### DATA RECORDS
------------------------

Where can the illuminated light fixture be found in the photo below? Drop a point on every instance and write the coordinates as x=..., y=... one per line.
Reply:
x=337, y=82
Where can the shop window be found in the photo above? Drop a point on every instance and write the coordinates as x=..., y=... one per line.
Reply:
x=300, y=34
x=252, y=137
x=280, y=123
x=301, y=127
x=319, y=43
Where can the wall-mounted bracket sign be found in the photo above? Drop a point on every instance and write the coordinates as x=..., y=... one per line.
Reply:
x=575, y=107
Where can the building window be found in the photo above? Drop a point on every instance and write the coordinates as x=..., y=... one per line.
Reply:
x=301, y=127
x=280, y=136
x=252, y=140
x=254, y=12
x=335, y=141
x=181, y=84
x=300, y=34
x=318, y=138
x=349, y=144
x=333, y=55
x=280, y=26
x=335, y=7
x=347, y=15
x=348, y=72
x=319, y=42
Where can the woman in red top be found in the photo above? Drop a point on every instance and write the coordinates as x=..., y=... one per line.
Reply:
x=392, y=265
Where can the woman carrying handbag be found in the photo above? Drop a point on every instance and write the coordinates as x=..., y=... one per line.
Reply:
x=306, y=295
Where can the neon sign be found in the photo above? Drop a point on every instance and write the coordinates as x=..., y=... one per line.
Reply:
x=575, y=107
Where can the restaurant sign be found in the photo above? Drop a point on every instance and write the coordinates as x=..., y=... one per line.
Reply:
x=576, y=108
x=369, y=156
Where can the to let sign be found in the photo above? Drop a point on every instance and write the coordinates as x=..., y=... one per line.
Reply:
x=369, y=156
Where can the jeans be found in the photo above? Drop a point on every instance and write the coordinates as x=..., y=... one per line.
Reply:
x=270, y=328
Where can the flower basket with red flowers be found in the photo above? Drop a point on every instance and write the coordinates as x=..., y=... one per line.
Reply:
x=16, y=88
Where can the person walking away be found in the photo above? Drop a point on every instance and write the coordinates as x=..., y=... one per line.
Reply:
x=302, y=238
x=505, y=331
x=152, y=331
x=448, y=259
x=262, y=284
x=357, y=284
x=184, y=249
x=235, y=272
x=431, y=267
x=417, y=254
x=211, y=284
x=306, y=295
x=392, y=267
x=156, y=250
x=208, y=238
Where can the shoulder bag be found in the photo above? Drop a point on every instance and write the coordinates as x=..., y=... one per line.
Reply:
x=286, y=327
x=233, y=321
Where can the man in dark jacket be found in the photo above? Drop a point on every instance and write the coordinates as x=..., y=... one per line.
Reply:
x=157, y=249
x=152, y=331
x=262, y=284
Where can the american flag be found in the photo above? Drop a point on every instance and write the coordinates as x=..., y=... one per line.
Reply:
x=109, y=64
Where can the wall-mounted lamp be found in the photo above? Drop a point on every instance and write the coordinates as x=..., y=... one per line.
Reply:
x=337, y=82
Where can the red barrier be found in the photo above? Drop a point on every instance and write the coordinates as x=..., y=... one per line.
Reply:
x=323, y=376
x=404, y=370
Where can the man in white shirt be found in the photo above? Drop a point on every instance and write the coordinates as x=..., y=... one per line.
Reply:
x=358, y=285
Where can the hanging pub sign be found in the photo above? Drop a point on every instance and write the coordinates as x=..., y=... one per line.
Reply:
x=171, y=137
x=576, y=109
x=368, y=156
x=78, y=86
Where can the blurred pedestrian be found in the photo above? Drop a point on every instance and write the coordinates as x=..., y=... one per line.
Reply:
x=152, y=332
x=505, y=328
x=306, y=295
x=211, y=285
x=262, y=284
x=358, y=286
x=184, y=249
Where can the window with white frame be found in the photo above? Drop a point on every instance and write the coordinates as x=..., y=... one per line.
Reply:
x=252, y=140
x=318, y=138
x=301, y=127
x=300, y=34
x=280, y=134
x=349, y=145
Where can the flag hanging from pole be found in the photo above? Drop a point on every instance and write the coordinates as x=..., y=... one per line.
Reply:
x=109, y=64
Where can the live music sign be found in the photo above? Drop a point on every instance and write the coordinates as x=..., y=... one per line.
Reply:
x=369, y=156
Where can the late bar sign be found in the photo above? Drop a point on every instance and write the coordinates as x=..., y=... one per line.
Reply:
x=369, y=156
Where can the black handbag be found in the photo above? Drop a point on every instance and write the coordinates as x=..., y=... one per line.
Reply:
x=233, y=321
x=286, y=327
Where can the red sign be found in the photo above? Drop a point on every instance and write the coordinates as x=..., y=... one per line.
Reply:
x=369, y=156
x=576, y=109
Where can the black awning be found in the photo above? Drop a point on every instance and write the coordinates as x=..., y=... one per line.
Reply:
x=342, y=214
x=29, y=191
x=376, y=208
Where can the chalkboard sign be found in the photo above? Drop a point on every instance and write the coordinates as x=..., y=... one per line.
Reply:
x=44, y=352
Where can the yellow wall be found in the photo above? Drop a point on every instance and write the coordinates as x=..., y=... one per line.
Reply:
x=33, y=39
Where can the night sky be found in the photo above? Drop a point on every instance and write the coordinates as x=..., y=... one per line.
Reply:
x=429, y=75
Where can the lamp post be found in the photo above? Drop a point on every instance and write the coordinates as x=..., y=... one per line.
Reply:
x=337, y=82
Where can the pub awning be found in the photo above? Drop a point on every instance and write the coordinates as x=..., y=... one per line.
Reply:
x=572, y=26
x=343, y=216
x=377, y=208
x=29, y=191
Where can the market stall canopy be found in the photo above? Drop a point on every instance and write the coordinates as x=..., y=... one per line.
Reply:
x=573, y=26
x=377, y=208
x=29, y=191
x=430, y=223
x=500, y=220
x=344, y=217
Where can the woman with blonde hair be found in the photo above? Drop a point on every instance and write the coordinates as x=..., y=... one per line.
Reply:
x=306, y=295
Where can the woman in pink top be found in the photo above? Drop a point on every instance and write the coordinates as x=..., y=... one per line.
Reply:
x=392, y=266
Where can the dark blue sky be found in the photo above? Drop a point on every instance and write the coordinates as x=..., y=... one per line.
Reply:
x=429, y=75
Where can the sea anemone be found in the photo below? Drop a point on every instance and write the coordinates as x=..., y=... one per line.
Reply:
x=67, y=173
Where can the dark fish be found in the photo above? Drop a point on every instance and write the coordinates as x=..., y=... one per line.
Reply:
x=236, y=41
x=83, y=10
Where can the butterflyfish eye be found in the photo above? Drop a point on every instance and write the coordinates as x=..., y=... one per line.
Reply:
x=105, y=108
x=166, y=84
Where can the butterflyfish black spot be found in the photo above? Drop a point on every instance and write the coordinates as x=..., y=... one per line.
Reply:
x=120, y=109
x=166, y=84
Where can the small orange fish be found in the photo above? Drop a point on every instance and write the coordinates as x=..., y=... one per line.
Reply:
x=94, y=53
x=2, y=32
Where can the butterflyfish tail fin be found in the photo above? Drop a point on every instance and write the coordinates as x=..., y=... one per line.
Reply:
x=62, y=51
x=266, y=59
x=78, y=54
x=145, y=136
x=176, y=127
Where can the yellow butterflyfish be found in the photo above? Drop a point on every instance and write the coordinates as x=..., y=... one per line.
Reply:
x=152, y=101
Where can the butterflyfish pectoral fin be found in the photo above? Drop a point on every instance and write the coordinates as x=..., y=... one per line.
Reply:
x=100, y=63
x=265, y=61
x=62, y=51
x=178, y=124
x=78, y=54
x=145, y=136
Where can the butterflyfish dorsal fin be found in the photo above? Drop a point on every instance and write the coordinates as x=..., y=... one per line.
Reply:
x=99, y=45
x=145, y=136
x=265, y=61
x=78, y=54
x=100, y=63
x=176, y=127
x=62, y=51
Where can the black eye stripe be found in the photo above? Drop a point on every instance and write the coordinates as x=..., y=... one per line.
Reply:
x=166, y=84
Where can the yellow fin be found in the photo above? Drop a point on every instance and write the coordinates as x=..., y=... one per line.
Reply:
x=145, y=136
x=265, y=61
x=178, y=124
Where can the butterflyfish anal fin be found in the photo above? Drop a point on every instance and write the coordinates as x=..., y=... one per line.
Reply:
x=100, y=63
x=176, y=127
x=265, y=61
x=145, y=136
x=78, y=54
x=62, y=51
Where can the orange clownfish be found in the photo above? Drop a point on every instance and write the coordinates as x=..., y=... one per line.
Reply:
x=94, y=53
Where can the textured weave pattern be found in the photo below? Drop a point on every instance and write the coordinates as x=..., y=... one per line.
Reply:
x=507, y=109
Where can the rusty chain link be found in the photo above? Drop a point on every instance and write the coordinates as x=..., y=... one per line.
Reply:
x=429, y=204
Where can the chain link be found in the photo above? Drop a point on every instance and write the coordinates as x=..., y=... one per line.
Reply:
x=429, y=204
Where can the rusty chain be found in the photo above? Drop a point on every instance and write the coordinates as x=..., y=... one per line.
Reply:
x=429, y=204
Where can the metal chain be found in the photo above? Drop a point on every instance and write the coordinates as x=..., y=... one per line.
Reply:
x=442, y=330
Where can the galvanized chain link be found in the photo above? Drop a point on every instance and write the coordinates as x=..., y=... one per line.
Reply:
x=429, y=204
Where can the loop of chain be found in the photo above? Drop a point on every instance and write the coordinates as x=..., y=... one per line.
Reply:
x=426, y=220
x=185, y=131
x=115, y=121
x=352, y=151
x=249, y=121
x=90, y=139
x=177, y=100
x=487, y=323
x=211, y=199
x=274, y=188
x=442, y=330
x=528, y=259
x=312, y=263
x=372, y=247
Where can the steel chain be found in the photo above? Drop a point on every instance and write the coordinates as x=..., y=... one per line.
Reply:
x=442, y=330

------------------------

### DIRECTIONS FOR THIS TASK
Wherever the string "handbag" is found in the listing above, copy the line that contains it.

### EXERCISE RESULT
Where can the woman carrying handbag be found in the photo above? Drop a point on every instance and write the coordinates as x=..., y=... one per line.
Where can the black handbag be found in the photo above? Drop a point on every instance and write the coordinates as x=..., y=... one per line.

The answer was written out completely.